Text shown:
Effectiveness of the Relationship Enhancement® Model
The Relationship Enhancement® (RE) Model is both a brief therapy model and a psychoeducational program that employs an innovative skills-training methodology for empowering even the most distressed couples and families to resolve current and future problems on their own. Following the principles of an educational model rooted in learning therory, it accomplishes its goals by teaching a set of practical skills that enables couples and families to uncover and communicate their deepest feelings, concerns and desires, and to create solutions to problems at their deepest levels. The ten RE skills taught are: Empathic, Expressive, Discussion/Negotiation, Problem/Conflict Resolution, Facilitation, Conflict Management, Self-Change, Helping-Others Change, Generalization and Maintenance. An additional strength of RE therapy is that it equalizes power within relationships, both between genders and across generations.
Comparative studies of interventions for couples and families based on the Relationship Enhancement® (RE) Model with traditional, gestalt, behavioral, and eclectic methods involving random assignment of clients to treatments showed RE to be effective and superior to the other treatments on some or all of the attitudinal and outcome variables studied.

[Data excerpts]
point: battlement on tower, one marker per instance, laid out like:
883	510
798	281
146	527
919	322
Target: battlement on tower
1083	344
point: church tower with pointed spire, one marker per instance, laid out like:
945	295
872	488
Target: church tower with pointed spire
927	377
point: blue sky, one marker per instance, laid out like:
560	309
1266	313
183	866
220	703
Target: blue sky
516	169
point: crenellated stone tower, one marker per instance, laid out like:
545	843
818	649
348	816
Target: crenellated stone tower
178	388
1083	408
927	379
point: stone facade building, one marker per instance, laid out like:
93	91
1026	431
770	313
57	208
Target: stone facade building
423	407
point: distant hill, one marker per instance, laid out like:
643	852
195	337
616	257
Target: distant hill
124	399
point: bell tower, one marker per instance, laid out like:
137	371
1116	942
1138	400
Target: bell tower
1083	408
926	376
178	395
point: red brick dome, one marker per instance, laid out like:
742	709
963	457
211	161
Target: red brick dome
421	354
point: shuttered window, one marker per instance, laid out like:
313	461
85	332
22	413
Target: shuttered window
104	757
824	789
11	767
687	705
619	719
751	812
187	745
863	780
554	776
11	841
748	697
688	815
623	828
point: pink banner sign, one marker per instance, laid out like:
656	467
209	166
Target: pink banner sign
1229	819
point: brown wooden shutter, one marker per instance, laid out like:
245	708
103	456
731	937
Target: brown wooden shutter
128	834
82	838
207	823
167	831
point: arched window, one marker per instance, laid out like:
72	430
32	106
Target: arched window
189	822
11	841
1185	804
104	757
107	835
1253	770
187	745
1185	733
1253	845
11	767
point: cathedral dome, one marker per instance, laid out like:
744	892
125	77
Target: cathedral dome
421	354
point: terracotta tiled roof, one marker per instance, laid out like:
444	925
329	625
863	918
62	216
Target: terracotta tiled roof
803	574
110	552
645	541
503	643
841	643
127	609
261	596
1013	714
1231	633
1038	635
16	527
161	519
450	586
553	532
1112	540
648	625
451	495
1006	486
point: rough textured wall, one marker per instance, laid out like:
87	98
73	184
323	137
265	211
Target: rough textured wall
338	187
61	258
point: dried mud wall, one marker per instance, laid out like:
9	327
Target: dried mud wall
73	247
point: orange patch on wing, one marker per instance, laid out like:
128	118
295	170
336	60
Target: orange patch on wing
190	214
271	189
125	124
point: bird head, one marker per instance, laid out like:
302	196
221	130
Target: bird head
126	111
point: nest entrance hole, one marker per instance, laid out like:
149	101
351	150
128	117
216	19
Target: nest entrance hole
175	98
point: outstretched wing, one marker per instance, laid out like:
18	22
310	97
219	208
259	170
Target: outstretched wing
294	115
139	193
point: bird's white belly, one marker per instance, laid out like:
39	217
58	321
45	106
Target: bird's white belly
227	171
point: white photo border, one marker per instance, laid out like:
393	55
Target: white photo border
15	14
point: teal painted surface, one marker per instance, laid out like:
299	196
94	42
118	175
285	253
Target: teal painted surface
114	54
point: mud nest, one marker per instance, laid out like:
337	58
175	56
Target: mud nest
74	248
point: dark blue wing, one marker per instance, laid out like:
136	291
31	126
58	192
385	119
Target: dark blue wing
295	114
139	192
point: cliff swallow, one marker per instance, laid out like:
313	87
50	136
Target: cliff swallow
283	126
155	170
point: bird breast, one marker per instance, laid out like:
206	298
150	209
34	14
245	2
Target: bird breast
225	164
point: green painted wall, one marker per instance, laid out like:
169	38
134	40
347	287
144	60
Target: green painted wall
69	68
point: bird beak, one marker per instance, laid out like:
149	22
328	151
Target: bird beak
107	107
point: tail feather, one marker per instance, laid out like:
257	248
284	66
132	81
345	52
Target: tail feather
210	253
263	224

Exercise prompt: According to the text on the Relationship Enhancement Model, what additional strength does RE therapy have? The data excerpts are not needed for the task that follows.

Exercise result: It equalizes power within relationships, both between genders and across generations.